**REQUIRED WORK:**
A: Translate this sentence from the Whitchurch Bridge history into French: "The traffic volume has considerably increased over the years and the Bridge still remains “of great utility to the public”."
B: According to the Whitchurch Bridge history, what did the Proprietors receive in return for their investment?
C: Continue the Whitchurch Bridge history from its final sentence.

**ARTICLE:**
[Begin]

An illustrated story of Whitchurch Bridge
On Monday 24th April 2006 the Chairman of the Whitchurch Bridge Company gave an illustrated talk to the Whitchurch Society about Whitchurch Bridge. Click here to see the slides shown at this presentation.
A brief history of Whitchurch Bridge
Compiled by John Elkins, Company Secretary 1992 – 2005, with minor later additions.
The south branch of the Ridgeway drops down to the Thames at Pangbourne and was one of the earliest crossing places into Oxfordshire, first by ferry and later by bridge. The ferry operated from the road running past the George Inn down to the river (now known as Ferry Lane) and ran across to the mill at Whitchurch, where passengers would then walk along the grounds to the bridge over the mill race to Mill Lane.
The Company of Proprietors of Whitchurch Bridge arose from an idea by Robert Micklem, who with Samuel Gardiner and Vanderstegen, father and son, promoted an Act of Parliament in 1792 – the Whitchurch Bridge Act 1792 – for the purpose of building a bridge at or near the point of the existing ferry over the river Thames, from Whitchurch in the county of Oxford to the opposite shore, in the parish of Pangbourne, in the county of Berkshire. The original proprietors grew to ten in number by the time the Act was passed to take over the ferry rights and to build at their own costs “a good and substantial bridge” which was described as being “of great utility and advantage to the public”. In return for their investment the Proprietors were given the right to charge tolls.
The traffic volume has considerably increased over the years and the Bridge still remains “of great utility to the public”.
The Company of Proprietors is required by this Act to repair and to re-build the bridge “such that at all times passage was provided for travellers, cattle and carriages”. The Bridge is considered under the act to be extra-parochial, thus not assessable for rates, taxes or duties, and not considered a county bridge subject to the counties of Oxfordshire or Berkshire. This was at a time when the Turnpike system was common throughout the country. However, in more recent times laws have been introduced which affect such undertakings as bridges, namely the Transport Charges etc. (Misc Provisions) Act 1954 which gave the Minister of Transport power to regulate tolls etc.

[End]

**DATASET CONTENT:**
[Begin]

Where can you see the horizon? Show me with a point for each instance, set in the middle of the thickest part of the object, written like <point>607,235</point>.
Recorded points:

[End]

**ANSWERS TO EACH TASK:**
A: Le volume de la circulation a considérablement augmenté au fil des années et le pont reste toujours « d'une grande utilité pour le public ».

B: The right to charge tolls.

C:
As a result of these changes the Company in 1988 promoted a further private Act of Parliament – the Whitchurch Bridge Act 1988 – to link the changes in the 1954 Act to Whitchurch Bridge. The Company relies on the tolls collected to cover the day to day costs of operating this service together with building up a fund to cover the cost of replacing the bridge in the future and prides itself on the high standard of maintenance carried out on the bridge based upon expert professional advice.
An intelligence report in the Reading Mercury dated 10th November 1792 stated that the bridge was now open for horses and foot passengers and all kinds of cattle.
The first bridge was built by Mr Treacher, a gentleman well known for numerous works erected on the Thames at that time, “as surveyor to the Commissioners”. From a sketch made by J Farington in 1792 it is shown merely as a line across the river, no doubt because the bridge was unfinished.
A pretty engraving of it printed in 1805 (above) shows that it was rather steep, supported on about twenty piers, and just wide enough to take a carriage and was entirely constructed of wood. The balustrades were a sort of two-railed fence, the posts of which bulged out below, probably for elegance or strength, and were fixed to the ends of the transverse beams which supported the roadway. There was an upright ornament on each side near the middle.
During rebuilding when the first structure needed to be replaced, it was necessary to operate a ferry to continue with our obligation to provide a river crossing. This ran from the end of Ferry Lane to a new location alongside the Toll House on the Whitchurch side.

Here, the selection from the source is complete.